### YOUR TASK
Starting at the beginning of the material and ending at the line containing "84 L 55 107", including that line, put each line into a JSON list as its own string, leaving out any blank lines.

----

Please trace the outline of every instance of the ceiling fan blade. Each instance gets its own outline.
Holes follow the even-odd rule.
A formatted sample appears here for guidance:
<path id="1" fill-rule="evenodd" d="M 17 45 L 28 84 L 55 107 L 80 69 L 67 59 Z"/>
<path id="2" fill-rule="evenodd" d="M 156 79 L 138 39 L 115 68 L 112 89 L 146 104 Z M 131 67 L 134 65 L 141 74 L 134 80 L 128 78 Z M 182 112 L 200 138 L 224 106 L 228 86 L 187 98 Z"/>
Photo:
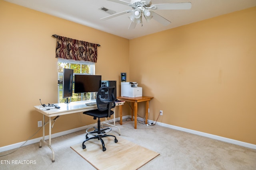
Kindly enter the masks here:
<path id="1" fill-rule="evenodd" d="M 130 3 L 127 2 L 126 1 L 124 1 L 122 0 L 107 0 L 109 1 L 112 1 L 114 2 L 116 2 L 119 4 L 122 4 L 123 5 L 128 5 L 128 6 L 133 6 L 134 5 L 132 4 L 131 4 Z"/>
<path id="2" fill-rule="evenodd" d="M 127 13 L 128 13 L 129 12 L 131 12 L 133 11 L 133 10 L 128 10 L 127 11 L 123 11 L 122 12 L 119 12 L 119 13 L 115 14 L 114 14 L 111 15 L 111 16 L 108 16 L 107 17 L 100 18 L 100 20 L 105 21 L 106 20 L 108 20 L 109 19 L 112 18 L 114 17 L 117 17 L 118 16 L 119 16 L 123 15 Z"/>
<path id="3" fill-rule="evenodd" d="M 134 29 L 134 28 L 135 28 L 136 25 L 137 25 L 137 23 L 136 22 L 133 21 L 131 22 L 131 23 L 130 23 L 130 25 L 129 26 L 128 29 Z"/>
<path id="4" fill-rule="evenodd" d="M 152 12 L 152 16 L 153 16 L 153 19 L 157 21 L 159 23 L 161 23 L 164 26 L 166 26 L 168 25 L 171 23 L 171 22 L 168 21 L 166 19 L 164 18 L 162 16 L 158 15 L 155 12 L 151 11 Z"/>
<path id="5" fill-rule="evenodd" d="M 191 8 L 192 4 L 191 2 L 184 2 L 154 4 L 151 6 L 154 6 L 156 7 L 156 10 L 189 10 Z"/>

----

### RESPONSE TO THE TASK
[
  "Please trace the outline of every instance of the ceiling fan blade. Each instance gets its own outline.",
  "Holes follow the even-odd rule.",
  "A formatted sample appears here for guidance:",
  "<path id=\"1\" fill-rule=\"evenodd\" d=\"M 17 45 L 28 84 L 55 107 L 80 69 L 67 59 Z\"/>"
]